Records for this exercise:
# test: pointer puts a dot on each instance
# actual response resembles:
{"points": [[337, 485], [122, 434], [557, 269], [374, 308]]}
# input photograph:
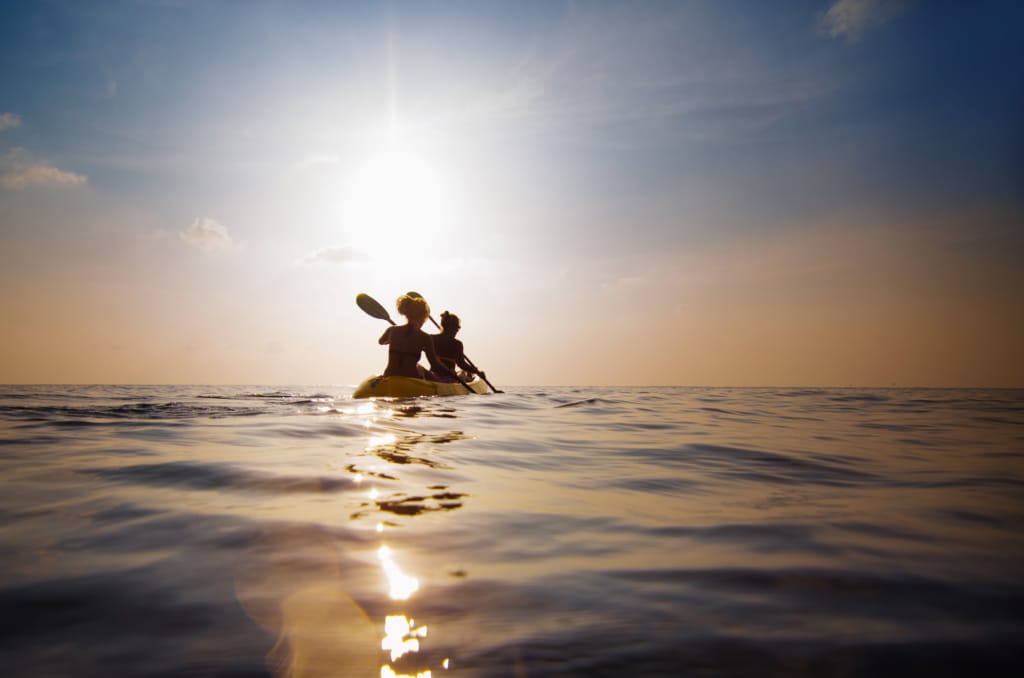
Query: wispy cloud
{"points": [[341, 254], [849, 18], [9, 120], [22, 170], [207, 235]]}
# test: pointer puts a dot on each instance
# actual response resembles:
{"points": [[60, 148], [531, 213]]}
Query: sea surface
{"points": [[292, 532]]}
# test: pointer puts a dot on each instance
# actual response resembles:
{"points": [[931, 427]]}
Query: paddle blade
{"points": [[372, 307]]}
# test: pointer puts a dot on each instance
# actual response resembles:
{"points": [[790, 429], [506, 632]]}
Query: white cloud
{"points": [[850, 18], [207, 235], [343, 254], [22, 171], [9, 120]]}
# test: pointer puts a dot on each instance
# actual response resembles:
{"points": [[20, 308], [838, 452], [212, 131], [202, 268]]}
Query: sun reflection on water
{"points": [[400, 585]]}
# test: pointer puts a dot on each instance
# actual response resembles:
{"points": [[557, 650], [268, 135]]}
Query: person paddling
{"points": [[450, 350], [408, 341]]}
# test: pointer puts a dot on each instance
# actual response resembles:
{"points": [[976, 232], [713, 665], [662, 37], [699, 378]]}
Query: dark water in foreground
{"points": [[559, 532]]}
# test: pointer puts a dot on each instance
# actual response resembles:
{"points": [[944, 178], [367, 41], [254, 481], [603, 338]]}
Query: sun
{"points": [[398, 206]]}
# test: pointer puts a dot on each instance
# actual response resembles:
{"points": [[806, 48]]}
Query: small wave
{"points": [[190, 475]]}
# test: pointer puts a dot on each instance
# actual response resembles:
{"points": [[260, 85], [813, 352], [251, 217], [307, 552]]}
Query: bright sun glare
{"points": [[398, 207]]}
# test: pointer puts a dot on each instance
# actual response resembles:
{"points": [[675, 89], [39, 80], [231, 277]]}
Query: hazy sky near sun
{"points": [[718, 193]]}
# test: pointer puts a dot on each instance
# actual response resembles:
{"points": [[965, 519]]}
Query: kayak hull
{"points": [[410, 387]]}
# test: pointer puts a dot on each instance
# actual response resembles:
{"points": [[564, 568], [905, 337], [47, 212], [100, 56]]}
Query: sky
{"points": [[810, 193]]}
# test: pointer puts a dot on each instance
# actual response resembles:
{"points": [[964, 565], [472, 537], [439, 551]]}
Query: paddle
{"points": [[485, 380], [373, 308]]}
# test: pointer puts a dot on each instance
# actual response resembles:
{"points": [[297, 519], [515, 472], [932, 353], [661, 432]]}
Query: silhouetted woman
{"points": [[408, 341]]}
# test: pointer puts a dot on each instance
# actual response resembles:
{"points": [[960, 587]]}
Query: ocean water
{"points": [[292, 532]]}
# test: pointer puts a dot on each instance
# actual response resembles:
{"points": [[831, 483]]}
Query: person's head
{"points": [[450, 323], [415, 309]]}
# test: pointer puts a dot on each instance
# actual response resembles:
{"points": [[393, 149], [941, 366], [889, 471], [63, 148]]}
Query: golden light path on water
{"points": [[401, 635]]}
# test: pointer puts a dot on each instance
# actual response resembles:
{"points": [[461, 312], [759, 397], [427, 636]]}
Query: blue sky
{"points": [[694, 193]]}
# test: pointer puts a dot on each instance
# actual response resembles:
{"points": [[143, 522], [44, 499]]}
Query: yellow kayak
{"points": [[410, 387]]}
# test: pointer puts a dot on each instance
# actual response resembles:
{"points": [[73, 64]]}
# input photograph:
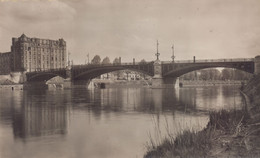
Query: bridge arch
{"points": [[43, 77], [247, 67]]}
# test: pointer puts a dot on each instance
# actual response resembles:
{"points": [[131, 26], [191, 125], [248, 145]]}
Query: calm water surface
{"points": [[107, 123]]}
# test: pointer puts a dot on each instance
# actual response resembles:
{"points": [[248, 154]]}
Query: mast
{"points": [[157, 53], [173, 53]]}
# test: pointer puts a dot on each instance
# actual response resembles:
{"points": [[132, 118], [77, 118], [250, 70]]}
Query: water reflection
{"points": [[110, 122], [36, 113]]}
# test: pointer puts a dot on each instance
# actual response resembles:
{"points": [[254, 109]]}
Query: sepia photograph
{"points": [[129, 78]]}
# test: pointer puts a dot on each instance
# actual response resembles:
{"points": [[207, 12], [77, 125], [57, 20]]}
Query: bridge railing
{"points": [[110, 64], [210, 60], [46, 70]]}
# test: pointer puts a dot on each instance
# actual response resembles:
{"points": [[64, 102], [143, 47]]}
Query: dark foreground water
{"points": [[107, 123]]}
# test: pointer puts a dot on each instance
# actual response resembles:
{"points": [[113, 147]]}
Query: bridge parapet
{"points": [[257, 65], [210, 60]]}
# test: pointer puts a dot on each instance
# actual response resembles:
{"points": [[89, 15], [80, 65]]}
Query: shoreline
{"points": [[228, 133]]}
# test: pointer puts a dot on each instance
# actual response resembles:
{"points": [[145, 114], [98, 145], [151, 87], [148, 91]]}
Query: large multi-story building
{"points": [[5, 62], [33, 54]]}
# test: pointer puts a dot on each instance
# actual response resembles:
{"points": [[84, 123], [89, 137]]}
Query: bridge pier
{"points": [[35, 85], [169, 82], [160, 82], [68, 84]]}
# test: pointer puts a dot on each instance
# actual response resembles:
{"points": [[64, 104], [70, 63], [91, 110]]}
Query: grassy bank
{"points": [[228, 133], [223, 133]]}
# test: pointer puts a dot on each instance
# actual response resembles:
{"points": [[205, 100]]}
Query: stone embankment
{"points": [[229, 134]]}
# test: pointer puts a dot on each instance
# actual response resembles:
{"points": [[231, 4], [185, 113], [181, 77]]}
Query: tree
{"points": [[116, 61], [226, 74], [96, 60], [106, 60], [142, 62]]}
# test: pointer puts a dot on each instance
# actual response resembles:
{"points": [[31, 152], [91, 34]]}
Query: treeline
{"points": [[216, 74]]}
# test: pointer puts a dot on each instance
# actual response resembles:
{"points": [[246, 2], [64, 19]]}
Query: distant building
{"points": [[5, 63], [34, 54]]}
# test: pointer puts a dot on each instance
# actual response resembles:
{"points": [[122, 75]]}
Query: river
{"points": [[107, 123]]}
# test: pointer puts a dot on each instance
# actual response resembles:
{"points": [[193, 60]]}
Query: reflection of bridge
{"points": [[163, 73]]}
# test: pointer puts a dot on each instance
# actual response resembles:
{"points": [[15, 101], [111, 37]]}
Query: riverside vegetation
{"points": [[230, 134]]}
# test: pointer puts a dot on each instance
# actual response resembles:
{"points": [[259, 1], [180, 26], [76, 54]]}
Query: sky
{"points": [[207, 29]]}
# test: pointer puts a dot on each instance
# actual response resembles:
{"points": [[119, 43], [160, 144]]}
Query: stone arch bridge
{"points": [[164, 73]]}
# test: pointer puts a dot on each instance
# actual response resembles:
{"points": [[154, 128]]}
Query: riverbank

Work to be completed:
Give back the whole listing as it stands, minus its pictures.

Solution to this task:
# test: pointer puts a dot on each instance
# actual response resembles:
{"points": [[337, 485], [122, 434], [557, 269], [374, 308]]}
# input photograph:
Query: wispy cloud
{"points": [[341, 254], [849, 18], [9, 120], [22, 170], [207, 235]]}
# test: pointer puts a dot on each instance
# actual response resembles:
{"points": [[60, 148], [531, 213]]}
Query: sea surface
{"points": [[292, 532]]}
# test: pointer puts a dot on each instance
# actual response resembles:
{"points": [[931, 427]]}
Query: paddle blade
{"points": [[372, 307]]}
# test: pointer puts a dot on each instance
# actual response resembles:
{"points": [[790, 429], [506, 632]]}
Query: white cloud
{"points": [[850, 18], [207, 235], [343, 254], [22, 171], [9, 120]]}
# test: pointer puts a dot on each instance
# actual response resembles:
{"points": [[20, 308], [838, 452], [212, 131], [202, 268]]}
Query: sun reflection on water
{"points": [[400, 585]]}
# test: pointer puts a dot on each instance
# actual response resembles:
{"points": [[557, 650], [268, 135]]}
Query: person paddling
{"points": [[450, 350], [408, 341]]}
# test: pointer puts a dot on each instance
# actual response resembles:
{"points": [[976, 232], [713, 665], [662, 37], [699, 378]]}
Query: dark water in foreground
{"points": [[559, 532]]}
# test: pointer puts a dot on each instance
# actual response resembles:
{"points": [[944, 178], [367, 41], [254, 481], [603, 338]]}
Query: sun
{"points": [[398, 206]]}
# test: pointer puts a dot on each instance
# actual response resembles:
{"points": [[806, 48]]}
Query: small wave
{"points": [[190, 475]]}
# test: pointer puts a dot on each instance
# actual response resembles:
{"points": [[260, 85], [813, 352], [251, 217], [307, 552]]}
Query: bright sun glare
{"points": [[398, 207]]}
# test: pointer puts a dot on each instance
# actual response resembles:
{"points": [[675, 89], [39, 80], [231, 277]]}
Query: hazy sky near sun
{"points": [[718, 193]]}
# test: pointer puts a dot on each instance
# actual response resembles:
{"points": [[965, 519]]}
Query: kayak hull
{"points": [[410, 387]]}
# test: pointer puts a dot on each instance
# actual response resembles:
{"points": [[564, 568], [905, 337], [47, 212], [100, 56]]}
Query: sky
{"points": [[810, 193]]}
# test: pointer puts a dot on each instance
# actual response resembles:
{"points": [[964, 565], [472, 537], [439, 551]]}
Query: paddle
{"points": [[485, 380], [373, 308]]}
# test: pointer puts a dot on each instance
# actual response resembles:
{"points": [[297, 519], [515, 472], [932, 353], [661, 432]]}
Query: silhouetted woman
{"points": [[408, 341]]}
# test: pointer puts a dot on each instance
# actual response resembles:
{"points": [[960, 587]]}
Query: ocean water
{"points": [[292, 532]]}
# test: pointer puts a dot on each instance
# actual response resembles:
{"points": [[831, 483]]}
Query: person's head
{"points": [[450, 323], [415, 309]]}
# test: pointer puts a dot on each instance
# actual response resembles:
{"points": [[393, 149], [941, 366], [889, 471], [63, 148]]}
Query: golden light path on water
{"points": [[401, 635]]}
# test: pointer puts a dot on each instance
# actual response resembles:
{"points": [[461, 312], [759, 397], [427, 636]]}
Query: blue sky
{"points": [[694, 193]]}
# test: pointer puts a dot on each instance
# actual response resembles:
{"points": [[143, 522], [44, 499]]}
Query: yellow kayak
{"points": [[410, 387]]}
# test: pointer puts a dot on each instance
# actual response resembles:
{"points": [[73, 64]]}
# input photograph:
Query: bridge arch
{"points": [[43, 77], [247, 67]]}
# test: pointer puts a dot on each instance
# actual response resembles:
{"points": [[131, 26], [191, 125], [248, 145]]}
Query: calm water surface
{"points": [[107, 123]]}
# test: pointer puts a dot on each instance
# actual response resembles:
{"points": [[248, 154]]}
Query: mast
{"points": [[157, 53], [173, 53]]}
# test: pointer puts a dot on each instance
# actual response resembles:
{"points": [[132, 118], [77, 118], [250, 70]]}
Query: water reflection
{"points": [[110, 122], [36, 113]]}
# test: pointer puts a dot on each instance
# actual response resembles:
{"points": [[254, 109]]}
Query: sepia photograph
{"points": [[129, 78]]}
# test: pointer puts a dot on each instance
# actual response resembles:
{"points": [[207, 12], [77, 125], [57, 20]]}
Query: bridge railing
{"points": [[110, 64], [210, 60], [46, 70]]}
# test: pointer puts a dot on each instance
# actual response resembles:
{"points": [[64, 102], [143, 47]]}
Query: dark foreground water
{"points": [[107, 123]]}
# test: pointer puts a dot on each instance
# actual response resembles:
{"points": [[113, 147]]}
Query: bridge parapet
{"points": [[257, 65], [210, 60]]}
# test: pointer puts a dot on each instance
# actual response resembles:
{"points": [[89, 15], [80, 65]]}
Query: shoreline
{"points": [[228, 133]]}
# test: pointer puts a dot on each instance
# actual response resembles:
{"points": [[145, 114], [98, 145], [151, 87], [148, 91]]}
Query: large multi-story building
{"points": [[5, 62], [33, 54]]}
# test: pointer puts a dot on each instance
# actual response resembles:
{"points": [[84, 123], [89, 137]]}
Query: bridge pier
{"points": [[35, 85], [169, 82], [160, 82], [68, 84]]}
# test: pointer puts a dot on each instance
# actual response resembles:
{"points": [[64, 104], [70, 63], [91, 110]]}
Query: grassy bank
{"points": [[228, 133], [223, 133]]}
# test: pointer puts a dot on each instance
# actual response resembles:
{"points": [[205, 100]]}
Query: stone embankment
{"points": [[229, 134]]}
# test: pointer puts a dot on each instance
# actual response resembles:
{"points": [[231, 4], [185, 113], [181, 77]]}
Query: tree
{"points": [[116, 61], [226, 74], [96, 60], [106, 60], [142, 62]]}
# test: pointer puts a dot on each instance
# actual response resembles:
{"points": [[31, 152], [91, 34]]}
Query: treeline
{"points": [[216, 74]]}
# test: pointer puts a dot on each instance
# actual response resembles:
{"points": [[246, 2], [64, 19]]}
Query: distant building
{"points": [[5, 63], [34, 54]]}
# test: pointer puts a dot on each instance
# actual response resembles:
{"points": [[122, 75]]}
Query: river
{"points": [[107, 123]]}
# test: pointer puts a dot on each instance
# actual response resembles:
{"points": [[193, 60]]}
Query: reflection of bridge
{"points": [[163, 73]]}
# test: pointer puts a dot on each instance
# actual response resembles:
{"points": [[15, 101], [111, 37]]}
Query: riverside vegetation
{"points": [[230, 134]]}
# test: pointer puts a dot on each instance
# actual response resembles:
{"points": [[259, 1], [180, 26], [76, 54]]}
Query: sky
{"points": [[207, 29]]}
# test: pointer puts a dot on each instance
# actual response resembles:
{"points": [[119, 43], [160, 144]]}
Query: stone arch bridge
{"points": [[164, 73]]}
# test: pointer puts a dot on each instance
# actual response resembles:
{"points": [[154, 128]]}
Query: riverbank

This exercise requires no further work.